* START Listed records *

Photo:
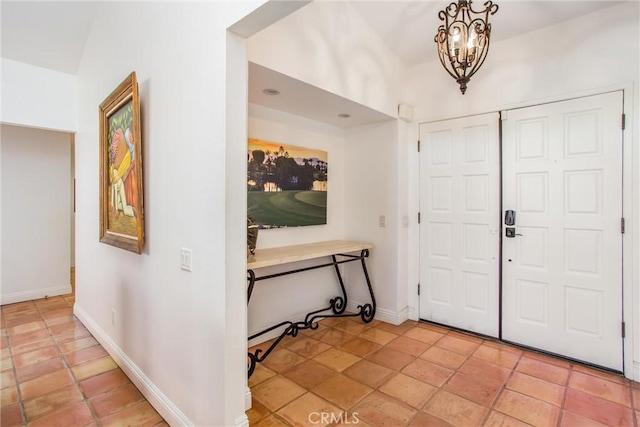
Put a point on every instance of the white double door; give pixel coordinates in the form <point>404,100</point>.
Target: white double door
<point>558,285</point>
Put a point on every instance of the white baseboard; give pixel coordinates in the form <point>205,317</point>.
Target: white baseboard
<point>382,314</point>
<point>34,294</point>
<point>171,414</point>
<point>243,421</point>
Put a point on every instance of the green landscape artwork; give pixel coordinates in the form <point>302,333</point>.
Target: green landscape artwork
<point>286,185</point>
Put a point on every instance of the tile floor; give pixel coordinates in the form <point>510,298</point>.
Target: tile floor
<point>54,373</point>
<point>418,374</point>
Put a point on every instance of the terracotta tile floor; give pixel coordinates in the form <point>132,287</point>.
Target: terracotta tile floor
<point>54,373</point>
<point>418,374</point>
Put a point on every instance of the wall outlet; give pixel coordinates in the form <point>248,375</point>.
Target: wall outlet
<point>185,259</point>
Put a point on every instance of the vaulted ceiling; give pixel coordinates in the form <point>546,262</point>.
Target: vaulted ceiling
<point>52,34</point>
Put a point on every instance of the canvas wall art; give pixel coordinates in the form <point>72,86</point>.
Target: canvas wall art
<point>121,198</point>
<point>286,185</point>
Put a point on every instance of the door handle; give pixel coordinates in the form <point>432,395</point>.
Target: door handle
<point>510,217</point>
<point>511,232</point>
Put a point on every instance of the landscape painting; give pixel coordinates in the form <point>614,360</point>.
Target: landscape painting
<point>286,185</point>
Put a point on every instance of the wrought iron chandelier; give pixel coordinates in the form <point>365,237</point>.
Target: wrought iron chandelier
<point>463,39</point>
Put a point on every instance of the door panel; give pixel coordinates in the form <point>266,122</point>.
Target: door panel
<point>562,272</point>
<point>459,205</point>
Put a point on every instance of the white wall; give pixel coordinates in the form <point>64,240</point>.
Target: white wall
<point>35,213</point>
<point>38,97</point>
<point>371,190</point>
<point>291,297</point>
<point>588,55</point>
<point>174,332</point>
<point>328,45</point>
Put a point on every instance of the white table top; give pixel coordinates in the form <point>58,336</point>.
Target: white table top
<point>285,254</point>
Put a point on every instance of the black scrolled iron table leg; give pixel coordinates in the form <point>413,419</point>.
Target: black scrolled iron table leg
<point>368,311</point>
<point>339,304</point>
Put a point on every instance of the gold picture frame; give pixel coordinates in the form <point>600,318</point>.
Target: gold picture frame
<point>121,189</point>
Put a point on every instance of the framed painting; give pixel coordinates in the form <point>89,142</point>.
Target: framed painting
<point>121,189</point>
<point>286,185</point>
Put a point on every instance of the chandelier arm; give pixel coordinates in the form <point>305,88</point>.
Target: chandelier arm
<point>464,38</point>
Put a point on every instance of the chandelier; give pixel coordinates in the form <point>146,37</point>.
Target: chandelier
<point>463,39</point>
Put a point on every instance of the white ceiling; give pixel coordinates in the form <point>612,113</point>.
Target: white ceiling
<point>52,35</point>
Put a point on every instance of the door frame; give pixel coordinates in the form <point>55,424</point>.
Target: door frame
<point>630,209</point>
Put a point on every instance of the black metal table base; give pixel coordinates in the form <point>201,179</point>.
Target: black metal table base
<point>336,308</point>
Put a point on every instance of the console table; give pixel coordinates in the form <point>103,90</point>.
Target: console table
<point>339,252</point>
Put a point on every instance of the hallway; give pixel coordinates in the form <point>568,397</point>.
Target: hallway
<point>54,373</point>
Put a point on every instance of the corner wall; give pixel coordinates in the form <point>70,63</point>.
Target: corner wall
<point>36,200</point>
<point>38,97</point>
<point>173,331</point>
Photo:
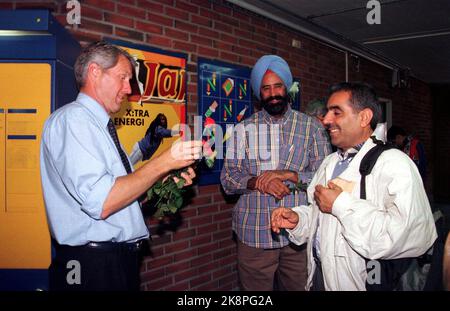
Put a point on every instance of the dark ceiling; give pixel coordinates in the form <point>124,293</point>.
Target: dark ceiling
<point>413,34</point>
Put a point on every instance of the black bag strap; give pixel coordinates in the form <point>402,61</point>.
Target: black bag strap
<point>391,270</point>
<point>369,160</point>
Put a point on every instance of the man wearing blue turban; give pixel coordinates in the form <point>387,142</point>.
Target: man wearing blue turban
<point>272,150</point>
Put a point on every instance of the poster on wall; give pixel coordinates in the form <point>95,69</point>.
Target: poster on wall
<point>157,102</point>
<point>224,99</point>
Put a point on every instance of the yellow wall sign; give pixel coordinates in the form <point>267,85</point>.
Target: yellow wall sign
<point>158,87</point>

* END Listed records *
* START Listed records *

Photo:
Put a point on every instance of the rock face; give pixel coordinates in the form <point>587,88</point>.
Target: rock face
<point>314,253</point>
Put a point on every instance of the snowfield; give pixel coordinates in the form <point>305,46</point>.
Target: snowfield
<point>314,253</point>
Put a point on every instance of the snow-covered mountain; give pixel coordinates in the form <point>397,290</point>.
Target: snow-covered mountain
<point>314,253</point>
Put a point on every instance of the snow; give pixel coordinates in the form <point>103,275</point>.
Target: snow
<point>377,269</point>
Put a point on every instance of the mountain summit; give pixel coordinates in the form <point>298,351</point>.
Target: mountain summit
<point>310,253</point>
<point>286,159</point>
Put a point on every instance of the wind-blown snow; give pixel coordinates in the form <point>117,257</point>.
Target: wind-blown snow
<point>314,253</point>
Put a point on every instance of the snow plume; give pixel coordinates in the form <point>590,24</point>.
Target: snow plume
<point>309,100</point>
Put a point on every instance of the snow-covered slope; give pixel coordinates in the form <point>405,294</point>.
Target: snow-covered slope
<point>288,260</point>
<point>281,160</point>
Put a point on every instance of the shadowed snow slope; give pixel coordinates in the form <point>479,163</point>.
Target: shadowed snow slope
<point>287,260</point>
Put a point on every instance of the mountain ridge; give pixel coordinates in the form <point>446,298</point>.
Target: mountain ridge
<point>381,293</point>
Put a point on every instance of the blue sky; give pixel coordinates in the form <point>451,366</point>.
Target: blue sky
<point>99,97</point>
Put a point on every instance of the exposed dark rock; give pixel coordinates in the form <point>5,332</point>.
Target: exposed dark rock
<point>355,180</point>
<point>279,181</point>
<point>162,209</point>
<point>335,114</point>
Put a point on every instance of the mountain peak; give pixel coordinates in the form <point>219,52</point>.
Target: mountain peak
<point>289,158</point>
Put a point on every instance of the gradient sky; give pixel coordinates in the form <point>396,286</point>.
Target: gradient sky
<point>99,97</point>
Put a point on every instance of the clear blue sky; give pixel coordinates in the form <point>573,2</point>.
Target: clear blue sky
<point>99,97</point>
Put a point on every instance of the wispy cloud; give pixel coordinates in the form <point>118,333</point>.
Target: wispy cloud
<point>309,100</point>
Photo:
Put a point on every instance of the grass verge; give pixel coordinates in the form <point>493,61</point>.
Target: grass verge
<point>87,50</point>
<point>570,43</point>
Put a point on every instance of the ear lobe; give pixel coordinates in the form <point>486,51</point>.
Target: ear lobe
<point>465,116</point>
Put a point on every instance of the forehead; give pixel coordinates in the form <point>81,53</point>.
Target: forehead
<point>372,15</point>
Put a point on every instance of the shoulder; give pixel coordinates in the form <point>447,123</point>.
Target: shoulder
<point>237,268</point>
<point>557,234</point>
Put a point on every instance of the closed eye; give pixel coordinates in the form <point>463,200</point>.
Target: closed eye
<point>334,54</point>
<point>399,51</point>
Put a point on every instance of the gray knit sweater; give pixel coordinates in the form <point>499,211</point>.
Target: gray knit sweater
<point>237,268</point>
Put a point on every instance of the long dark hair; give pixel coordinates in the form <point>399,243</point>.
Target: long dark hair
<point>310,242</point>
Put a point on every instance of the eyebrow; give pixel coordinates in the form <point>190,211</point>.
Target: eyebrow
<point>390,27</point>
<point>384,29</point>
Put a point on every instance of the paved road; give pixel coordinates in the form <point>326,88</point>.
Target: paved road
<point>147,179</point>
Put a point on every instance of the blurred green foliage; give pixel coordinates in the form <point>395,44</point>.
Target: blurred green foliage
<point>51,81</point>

* END Listed records *
* START Listed records *

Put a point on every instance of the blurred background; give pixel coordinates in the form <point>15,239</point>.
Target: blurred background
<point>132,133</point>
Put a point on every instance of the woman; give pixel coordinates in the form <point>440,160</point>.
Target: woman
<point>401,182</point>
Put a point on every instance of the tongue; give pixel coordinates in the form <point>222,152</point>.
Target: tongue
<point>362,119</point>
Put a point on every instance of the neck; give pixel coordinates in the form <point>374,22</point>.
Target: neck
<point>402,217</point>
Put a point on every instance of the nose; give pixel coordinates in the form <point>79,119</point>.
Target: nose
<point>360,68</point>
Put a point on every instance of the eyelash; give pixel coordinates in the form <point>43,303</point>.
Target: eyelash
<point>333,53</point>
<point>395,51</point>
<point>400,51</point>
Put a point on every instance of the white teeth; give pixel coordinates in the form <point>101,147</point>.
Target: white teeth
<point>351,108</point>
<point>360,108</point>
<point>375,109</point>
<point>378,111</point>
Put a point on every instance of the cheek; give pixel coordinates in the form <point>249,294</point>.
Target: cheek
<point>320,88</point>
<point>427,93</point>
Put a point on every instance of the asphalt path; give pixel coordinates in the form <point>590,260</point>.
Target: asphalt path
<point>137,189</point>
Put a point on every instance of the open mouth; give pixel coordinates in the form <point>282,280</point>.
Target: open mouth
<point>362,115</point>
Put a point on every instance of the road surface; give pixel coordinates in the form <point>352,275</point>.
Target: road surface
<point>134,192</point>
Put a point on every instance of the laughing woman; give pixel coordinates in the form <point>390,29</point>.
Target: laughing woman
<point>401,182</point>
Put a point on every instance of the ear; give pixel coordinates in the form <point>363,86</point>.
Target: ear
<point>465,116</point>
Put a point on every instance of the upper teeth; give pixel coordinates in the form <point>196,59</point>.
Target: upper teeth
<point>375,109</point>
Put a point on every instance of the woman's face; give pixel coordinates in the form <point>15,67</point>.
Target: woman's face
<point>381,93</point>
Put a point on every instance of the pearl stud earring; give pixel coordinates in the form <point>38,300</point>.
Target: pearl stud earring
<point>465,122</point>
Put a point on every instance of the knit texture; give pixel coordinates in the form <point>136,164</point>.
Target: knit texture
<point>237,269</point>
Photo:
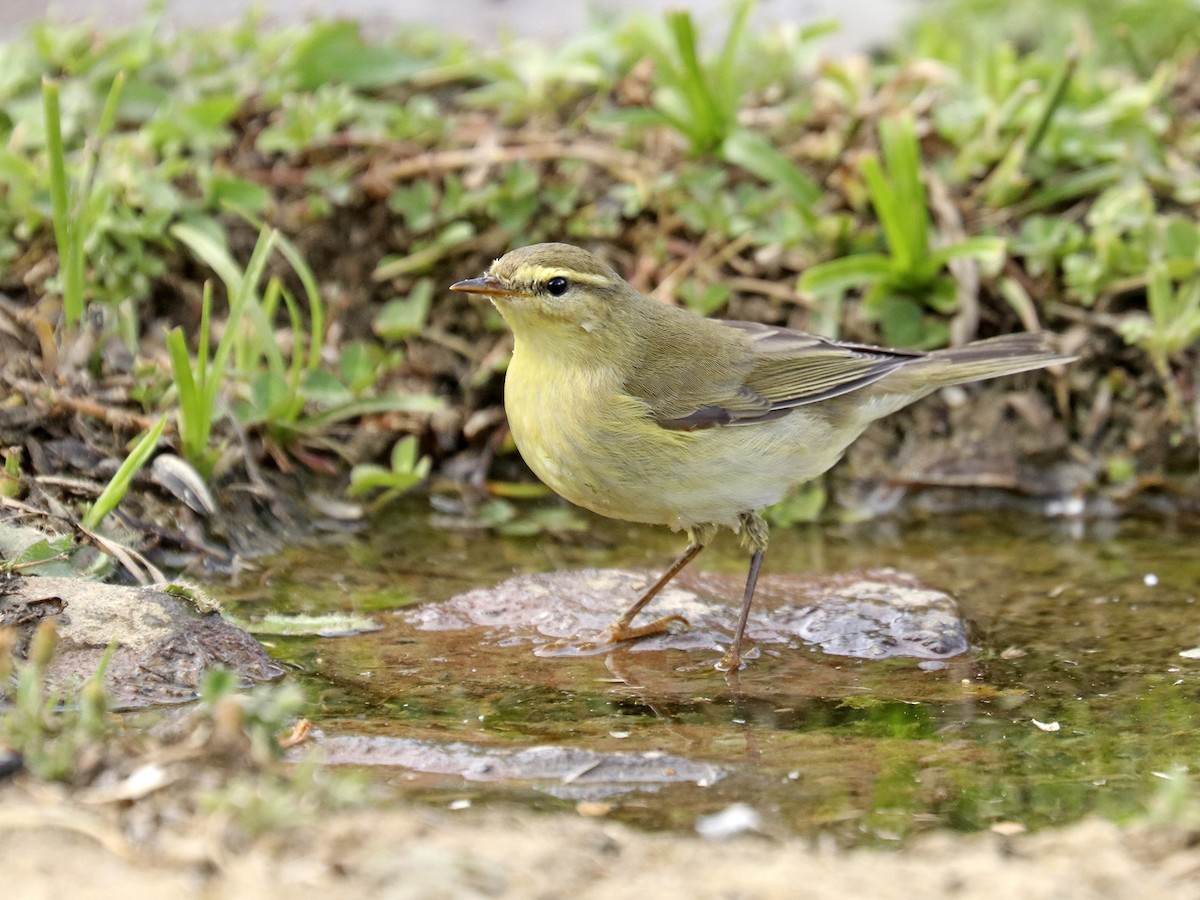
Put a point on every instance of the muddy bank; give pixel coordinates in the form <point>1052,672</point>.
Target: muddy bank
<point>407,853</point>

* END Listed records *

* [Given instruction]:
Rewrite the records as a Markdown table with the columns "No." and "Line," giving each line its own numbered row and leaving out blank lines. Begin at the line that contains "Put a point on every instance of the terracotta" and stop after the line that contains "<point>459,205</point>".

* [In response]:
| No. | Line |
|---|---|
| 1 | Put a point on every instance of the terracotta tile floor; give pixel coordinates in the form <point>132,287</point>. |
| 2 | Target: terracotta tile floor |
| 3 | <point>54,373</point> |
| 4 | <point>418,374</point> |
| 5 | Put a point on every instance of the wall outlet; give pixel coordinates in the form <point>248,375</point>. |
| 6 | Target: wall outlet |
| 7 | <point>185,259</point> |
| 8 | Put a point on every instance of the vaulted ceiling; give pixel coordinates in the form <point>546,262</point>. |
| 9 | Target: vaulted ceiling |
| 10 | <point>52,34</point> |
| 11 | Put a point on every instance of the canvas wall art; give pixel coordinates in the form <point>72,86</point>. |
| 12 | Target: canvas wall art |
| 13 | <point>121,198</point> |
| 14 | <point>286,185</point> |
| 15 | Put a point on every instance of the door handle; give pixel coordinates in the form <point>432,395</point>. |
| 16 | Target: door handle |
| 17 | <point>510,217</point> |
| 18 | <point>511,232</point> |
| 19 | Put a point on every instance of the landscape painting; give pixel coordinates in the form <point>614,360</point>. |
| 20 | Target: landscape painting |
| 21 | <point>286,185</point> |
| 22 | Put a point on every instance of the wrought iron chandelier; give pixel coordinates in the form <point>365,237</point>. |
| 23 | Target: wrought iron chandelier |
| 24 | <point>463,39</point> |
| 25 | Put a point on every instance of the door panel; give pixel coordinates in the form <point>266,122</point>. |
| 26 | Target: door panel |
| 27 | <point>562,272</point> |
| 28 | <point>459,205</point> |